**STATED PROBLEM:** Can you write out all of the material below line for line, leaving the pictures out of your answer?

**DATASET EXTRACT:**

◆ ◆ ◆ ◆ ◆ ◆ ◆

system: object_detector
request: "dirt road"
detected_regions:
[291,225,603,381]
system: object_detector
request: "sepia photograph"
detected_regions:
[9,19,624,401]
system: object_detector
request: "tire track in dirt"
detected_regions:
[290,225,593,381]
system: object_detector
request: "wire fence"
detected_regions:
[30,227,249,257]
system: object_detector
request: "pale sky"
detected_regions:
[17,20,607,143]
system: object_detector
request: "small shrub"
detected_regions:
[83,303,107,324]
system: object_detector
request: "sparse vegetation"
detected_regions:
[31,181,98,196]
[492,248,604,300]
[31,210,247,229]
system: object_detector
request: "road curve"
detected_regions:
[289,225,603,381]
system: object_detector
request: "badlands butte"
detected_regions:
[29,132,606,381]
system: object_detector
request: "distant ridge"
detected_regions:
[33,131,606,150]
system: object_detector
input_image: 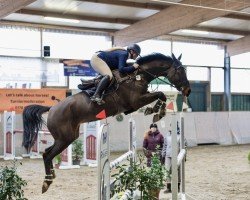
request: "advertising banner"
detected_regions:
[0,89,66,113]
[60,59,98,77]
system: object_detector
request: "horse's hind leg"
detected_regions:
[42,140,70,193]
[45,143,56,179]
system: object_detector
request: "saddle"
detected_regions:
[78,70,131,96]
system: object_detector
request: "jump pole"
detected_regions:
[3,111,23,160]
[171,113,186,200]
[97,118,136,200]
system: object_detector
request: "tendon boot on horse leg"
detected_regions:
[90,75,110,105]
[78,75,102,90]
[144,99,163,115]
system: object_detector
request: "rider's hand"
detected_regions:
[133,63,139,69]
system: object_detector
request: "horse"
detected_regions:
[23,53,191,193]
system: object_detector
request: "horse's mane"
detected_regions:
[136,53,173,65]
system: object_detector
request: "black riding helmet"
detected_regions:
[127,44,141,55]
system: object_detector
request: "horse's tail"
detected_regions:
[23,105,51,153]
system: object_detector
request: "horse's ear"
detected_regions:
[172,53,176,60]
[178,53,182,60]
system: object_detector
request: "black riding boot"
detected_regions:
[90,75,110,105]
[78,75,102,90]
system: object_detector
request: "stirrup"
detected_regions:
[90,96,105,105]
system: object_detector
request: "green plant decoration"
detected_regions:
[0,161,27,200]
[115,114,123,122]
[72,139,83,160]
[111,154,168,200]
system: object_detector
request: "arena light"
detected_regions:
[181,29,209,35]
[44,17,80,24]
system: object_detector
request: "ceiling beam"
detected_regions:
[0,20,117,36]
[223,14,250,21]
[16,9,138,25]
[227,35,250,56]
[0,0,36,19]
[78,0,167,10]
[188,26,250,36]
[114,0,249,46]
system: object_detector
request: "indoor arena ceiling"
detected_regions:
[0,0,250,55]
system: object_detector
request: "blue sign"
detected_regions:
[61,59,98,77]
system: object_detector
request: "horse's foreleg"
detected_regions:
[133,92,167,114]
[42,140,71,193]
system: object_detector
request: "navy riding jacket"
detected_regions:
[97,50,135,73]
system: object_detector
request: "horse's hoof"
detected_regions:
[42,181,49,193]
[42,179,53,193]
[144,107,153,115]
[50,169,56,179]
[153,114,161,123]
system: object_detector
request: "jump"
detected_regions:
[23,53,191,193]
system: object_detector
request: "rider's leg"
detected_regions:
[90,75,110,104]
[91,54,113,103]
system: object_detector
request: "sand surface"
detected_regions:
[0,145,250,200]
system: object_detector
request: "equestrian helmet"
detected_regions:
[127,44,141,55]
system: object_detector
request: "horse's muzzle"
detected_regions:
[182,87,191,97]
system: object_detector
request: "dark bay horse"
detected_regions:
[23,53,191,193]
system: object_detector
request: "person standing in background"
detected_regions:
[162,122,187,193]
[143,124,164,167]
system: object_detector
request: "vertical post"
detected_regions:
[97,124,110,200]
[83,120,101,165]
[3,111,15,160]
[171,113,178,200]
[180,115,186,194]
[129,118,136,165]
[223,47,231,111]
[206,67,212,111]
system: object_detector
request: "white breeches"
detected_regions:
[90,53,113,80]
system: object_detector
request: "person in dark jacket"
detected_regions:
[143,124,164,167]
[90,44,141,104]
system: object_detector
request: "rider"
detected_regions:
[90,44,141,104]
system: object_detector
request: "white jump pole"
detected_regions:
[171,113,186,200]
[171,113,179,200]
[97,124,110,200]
[3,111,22,160]
[97,119,136,200]
[83,120,101,167]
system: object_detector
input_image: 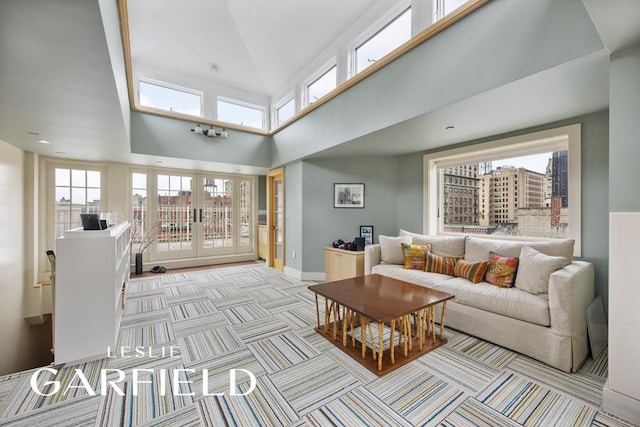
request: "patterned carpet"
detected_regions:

◆ ◆ ◆ ◆ ◆ ◆ ◆

**EXERCISE RESPONSE:**
system: object_detector
request: "dirt road"
detected_regions:
[291,225,603,381]
system: object_detector
request: "sepia photograph"
detected_regions:
[9,19,624,401]
system: object_detector
request: "tire track in dirt"
detected_regions:
[290,225,593,381]
system: object_detector
request: "wire fence"
detected_regions:
[30,227,249,257]
system: object_detector
request: "pale sky"
detected_regions:
[17,20,607,143]
system: object_detector
request: "small shrub"
detected_regions:
[83,303,107,324]
system: object_detector
request: "sparse vegetation"
detected_regions:
[31,181,98,196]
[492,248,604,300]
[31,210,247,229]
system: object_detector
request: "road curve"
detected_regions:
[289,225,603,381]
system: object_detector
request: "badlands butte"
detected_regions:
[29,132,606,381]
system: object_detector
request: "distant ridge"
detected_regions:
[33,131,606,150]
system: object_detector
input_image: 
request: "advertising banner"
detected_regions:
[0,89,66,113]
[60,59,98,77]
system: object_detector
request: "horse's hind leg"
detected_regions:
[42,140,70,193]
[45,143,56,179]
system: object_detector
request: "saddle"
detected_regions:
[78,70,131,96]
system: object_detector
request: "jump pole"
detected_regions:
[3,111,23,160]
[171,113,186,200]
[97,118,136,200]
system: object_detector
request: "tendon boot on horse leg"
detected_regions:
[90,75,110,105]
[78,75,102,90]
[144,99,163,115]
system: object_detector
request: "rider's hand"
detected_regions:
[133,63,139,69]
system: object_detector
request: "horse"
detected_regions:
[23,53,191,193]
system: object_detector
request: "horse's mane"
detected_regions:
[136,53,173,65]
system: object_detector
request: "black riding helmet"
detected_regions:
[127,44,141,55]
system: object_detector
request: "horse's tail"
detected_regions:
[23,105,51,153]
system: object_detector
request: "horse's ear"
detected_regions:
[172,53,176,60]
[178,53,182,60]
system: object_detector
request: "black riding boot"
detected_regions:
[90,75,110,105]
[78,75,102,90]
system: object_detector
request: "stirrup"
detected_regions:
[90,96,105,105]
system: object_detector
request: "green plant decoration"
detected_regions:
[0,161,27,200]
[115,114,123,122]
[72,139,83,160]
[111,154,168,200]
system: object_detector
request: "arena light"
detected_regions:
[181,29,209,35]
[44,17,80,24]
system: object_detector
request: "ceiling beam"
detected_regions:
[0,20,117,36]
[223,14,250,21]
[16,9,138,25]
[227,35,250,56]
[0,0,36,19]
[78,0,167,10]
[188,26,250,36]
[114,0,249,46]
system: object_detector
request: "indoor arena ceiling"
detected_regions:
[0,0,250,55]
system: object_detector
request: "blue sign"
detected_regions:
[61,59,98,77]
system: object_detector
request: "horse's foreleg"
detected_regions:
[133,92,167,114]
[42,140,71,193]
system: object_detector
request: "navy riding jacket"
detected_regions:
[97,50,135,73]
system: object_detector
request: "horse's hoof"
detected_regions:
[42,181,49,193]
[42,179,53,193]
[144,107,153,115]
[50,169,56,179]
[153,114,161,123]
system: object_detector
request: "jump"
detected_regions:
[23,53,191,193]
system: object_detector
request: "rider's leg"
detected_regions:
[90,75,110,104]
[91,54,113,103]
system: object_detector
request: "sand surface"
detected_regions:
[0,145,250,200]
system: object_detector
request: "equestrian helmet"
detected_regions:
[127,44,141,55]
system: object_detector
request: "horse's muzzle"
detected_regions:
[182,87,191,97]
system: object_detector
request: "dark bay horse"
detected_regions:
[23,53,191,193]
system: object_detector
request: "person standing in background"
detected_regions:
[162,122,187,193]
[143,124,164,167]
system: object_detector
request: "vertical post"
detected_regions:
[97,124,110,200]
[83,120,101,165]
[3,111,15,160]
[171,113,178,200]
[180,115,186,194]
[129,118,136,165]
[223,47,231,111]
[206,67,212,111]
system: object_detector
request: "white breeches"
detected_regions:
[90,53,113,80]
system: object_detector
request: "person in dark jacket"
detected_regions:
[143,124,164,167]
[90,44,141,104]
system: object_detector
request: "rider"
detected_regions:
[90,44,141,104]
system: object_detector
request: "white jump pole"
detected_regions:
[171,113,186,200]
[171,113,179,200]
[97,124,110,200]
[3,111,22,160]
[97,119,136,200]
[83,120,101,167]
system: object_detector
input_image: 
request: "patterned carpet"
detected_regions:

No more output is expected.